I revise as I write, but I also revise again after stepping away from for a time. The more distance I’ve gained, the more freedom I feel to play with the poem’s arrangement. I’ll often ask myself whether the poem should start with a different line, perhaps the second line or the last line. In terms of culling, I find that the rougher my draft, the more extraneous words it contains. To a point, the more words I remove, the stronger the poem becomes. 

Dori: One writer I know says that dialog calls us into being. Did you have a sense of discovering things about yourself as you conversed with Francis?

Abby: Absolutely! Writing these letters brought Francis into being for me in a way I could not have predicted. I related to him, not just learned about him. And when I finished the letters, I felt a certain sadness, as though a dear friend had moved away. Penning the letters started out as a literary project but became a spiritual exercise. And, as in any spiritual exercise, I ended up learning a great deal about myself. 

Francis became a mirror in which I saw my life and experiences in new ways. His irrepressible delight in nature invited me to cultivate my own delight in the tiny natural treasures of my backyard, where I spent most of the summer I wrote book, with my broken foot up in a cast. His audacity to follow his convictions in unconventional ways, giving up his wealth and status to care for lepers and rebuild dilapidated churches, planted a seed of desire in me to devote myself to the callings and convictions of my heart rather than to the agenda that the world has for me. One of those callings was to the write the letters that form this book.


Dori: Do you have a favorite letter from the book for us to close the interview?

▶ _Dataset entries_:

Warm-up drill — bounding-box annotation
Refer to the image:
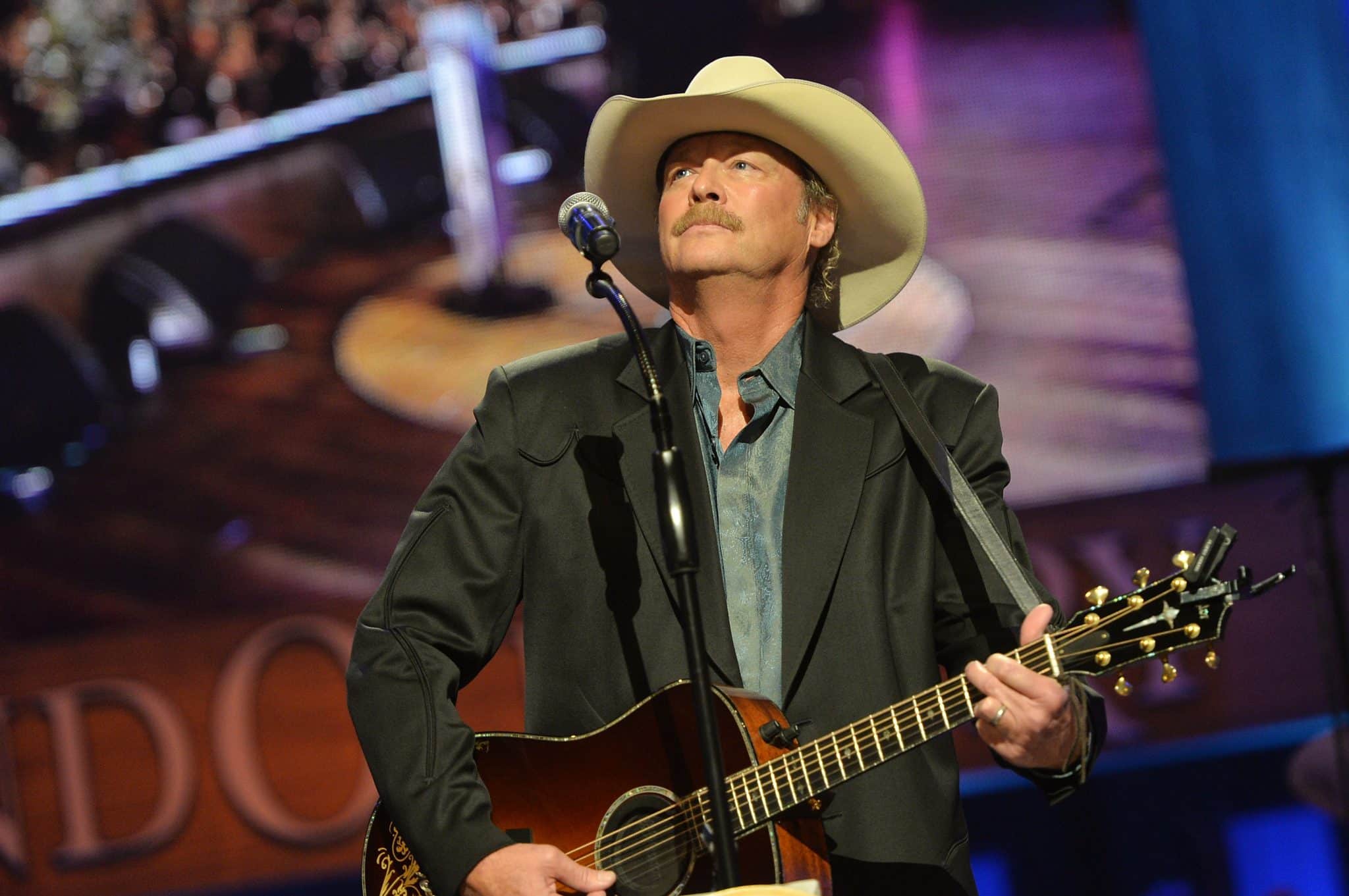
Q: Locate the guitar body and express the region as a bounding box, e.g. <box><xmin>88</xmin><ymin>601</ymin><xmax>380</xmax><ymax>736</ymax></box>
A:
<box><xmin>362</xmin><ymin>682</ymin><xmax>830</xmax><ymax>896</ymax></box>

▶ _Given task A_: According to the interview, why did Abby end up learning a great deal about herself while writing the letters to Francis?
▶ _Given task B_: Please reproduce the part of the interview that opens with the words containing "Francis became a" and closes with "close the interview?".
Rely on the interview alone.

▶ _Task result A_: Writing the letters began as a literary project but turned into a spiritual exercise. As in any spiritual exercise, she ended up learning a great deal about herself.

▶ _Task result B_:
Francis became a mirror in which I saw my life and experiences in new ways. His irrepressible delight in nature invited me to cultivate my own delight in the tiny natural treasures of my backyard, where I spent most of the summer I wrote book, with my broken foot up in a cast. His audacity to follow his convictions in unconventional ways, giving up his wealth and status to care for lepers and rebuild dilapidated churches, planted a seed of desire in me to devote myself to the callings and convictions of my heart rather than to the agenda that the world has for me. One of those callings was to the write the letters that form this book.


Dori: Do you have a favorite letter from the book for us to close the interview?